- EXTRACTED RECORDS -
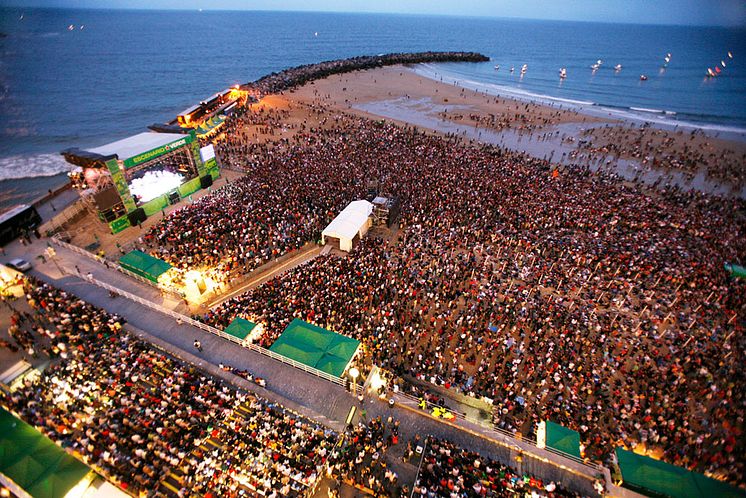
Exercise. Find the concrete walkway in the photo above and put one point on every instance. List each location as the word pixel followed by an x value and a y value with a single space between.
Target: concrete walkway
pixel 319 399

* * *

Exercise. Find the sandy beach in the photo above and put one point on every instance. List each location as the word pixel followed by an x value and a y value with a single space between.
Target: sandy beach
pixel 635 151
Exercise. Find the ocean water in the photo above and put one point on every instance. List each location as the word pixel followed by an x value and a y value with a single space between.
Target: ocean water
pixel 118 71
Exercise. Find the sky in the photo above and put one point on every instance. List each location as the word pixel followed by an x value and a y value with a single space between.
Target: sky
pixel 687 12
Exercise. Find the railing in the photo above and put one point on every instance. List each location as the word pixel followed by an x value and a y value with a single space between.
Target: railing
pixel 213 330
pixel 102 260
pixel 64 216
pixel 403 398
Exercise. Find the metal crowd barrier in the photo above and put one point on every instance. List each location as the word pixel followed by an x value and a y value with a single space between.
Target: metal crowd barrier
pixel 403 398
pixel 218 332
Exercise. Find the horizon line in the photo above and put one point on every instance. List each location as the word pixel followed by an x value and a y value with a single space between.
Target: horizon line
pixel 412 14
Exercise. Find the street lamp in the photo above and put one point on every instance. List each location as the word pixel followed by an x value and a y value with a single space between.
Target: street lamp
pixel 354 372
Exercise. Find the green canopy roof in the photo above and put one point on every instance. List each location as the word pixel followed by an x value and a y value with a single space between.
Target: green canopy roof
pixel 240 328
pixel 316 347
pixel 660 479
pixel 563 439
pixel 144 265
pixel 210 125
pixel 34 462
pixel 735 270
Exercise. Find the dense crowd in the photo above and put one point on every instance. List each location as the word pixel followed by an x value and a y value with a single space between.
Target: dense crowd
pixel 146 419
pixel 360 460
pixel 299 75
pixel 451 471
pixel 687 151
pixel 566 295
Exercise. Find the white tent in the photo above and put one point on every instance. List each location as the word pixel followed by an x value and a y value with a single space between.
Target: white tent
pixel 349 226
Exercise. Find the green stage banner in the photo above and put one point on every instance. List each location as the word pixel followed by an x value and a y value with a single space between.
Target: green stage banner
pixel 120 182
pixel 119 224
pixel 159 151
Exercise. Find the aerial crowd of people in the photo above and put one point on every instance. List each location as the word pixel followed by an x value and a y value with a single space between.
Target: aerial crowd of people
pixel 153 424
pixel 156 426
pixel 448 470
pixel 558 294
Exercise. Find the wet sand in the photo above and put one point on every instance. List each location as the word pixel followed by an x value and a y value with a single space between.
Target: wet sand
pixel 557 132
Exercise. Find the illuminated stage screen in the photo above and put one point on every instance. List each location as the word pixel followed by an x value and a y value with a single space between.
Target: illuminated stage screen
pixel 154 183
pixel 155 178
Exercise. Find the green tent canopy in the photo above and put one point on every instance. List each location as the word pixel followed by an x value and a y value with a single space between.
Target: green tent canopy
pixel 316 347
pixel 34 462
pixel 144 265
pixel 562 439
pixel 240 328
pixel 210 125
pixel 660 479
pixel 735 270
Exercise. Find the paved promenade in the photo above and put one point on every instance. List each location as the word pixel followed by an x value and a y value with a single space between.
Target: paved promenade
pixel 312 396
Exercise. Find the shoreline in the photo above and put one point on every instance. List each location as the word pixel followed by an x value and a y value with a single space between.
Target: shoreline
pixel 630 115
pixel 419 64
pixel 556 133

* * *

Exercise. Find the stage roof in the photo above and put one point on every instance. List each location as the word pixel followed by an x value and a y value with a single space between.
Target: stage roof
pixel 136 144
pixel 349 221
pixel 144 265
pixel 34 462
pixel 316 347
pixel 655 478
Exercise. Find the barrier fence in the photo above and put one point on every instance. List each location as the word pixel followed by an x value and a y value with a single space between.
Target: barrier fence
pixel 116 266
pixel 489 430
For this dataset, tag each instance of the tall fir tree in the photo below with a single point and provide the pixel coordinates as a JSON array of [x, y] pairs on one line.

- ACTIVITY -
From the entries above, return exactly the line containing "Exercise. Find the railing", the line containing "Exercise. Find the aerial", and all lines between, and nothing else.

- RESULT -
Exercise. Find the railing in the photo above and put one point on every instance. List each location as the word pixel followed by an x value and a y value with a single space between.
Target: railing
pixel 213 330
pixel 102 260
pixel 64 216
pixel 403 398
Exercise. Find the metal crowd barrier in the photo above and put one point on every instance. List each location as the word pixel followed by an x value and a y value with a single space between.
Target: metal crowd barrier
pixel 403 398
pixel 218 332
Exercise. Find the horizon line in the photo above and put one point on every instance. List each location as the word pixel followed by an x value and a y value with a single space between.
Target: horizon line
pixel 412 14
Exercise. Find the street lamp in the photo above and put one point on every instance. List each location as the word pixel followed by an x value and a y value with a single space between.
Target: street lamp
pixel 354 372
Exercise. Find the green canopy roof in the photo above and put one point on every instance. List each location as the word pixel followed by an x value and a y value with a single space between.
Target: green canopy roof
pixel 240 328
pixel 316 347
pixel 660 479
pixel 563 439
pixel 144 265
pixel 210 125
pixel 34 462
pixel 735 270
Exercise. Find the dense crowd in the photo above and put one point on every instance. List each location as the word pixel followed by an x value and a y value with a single space between.
Target: dense crowd
pixel 146 419
pixel 360 460
pixel 299 75
pixel 451 471
pixel 687 151
pixel 566 295
Exercise. Find the white tent in the photo above and put one point on every instance. List each location as the word pixel followed by an x value and a y value with a single space between.
Target: white tent
pixel 349 226
Exercise. Find the green stage banner in the photo above and put one point on every instance. List each location as the word pixel followed by an x value and a y value with a single space between.
Target: green stage banner
pixel 120 182
pixel 119 224
pixel 159 151
Exercise. Find the aerial crowd of people in the photo above and put one point on every instance. List each location as the word pixel followed by an x value and a y value with a single space between.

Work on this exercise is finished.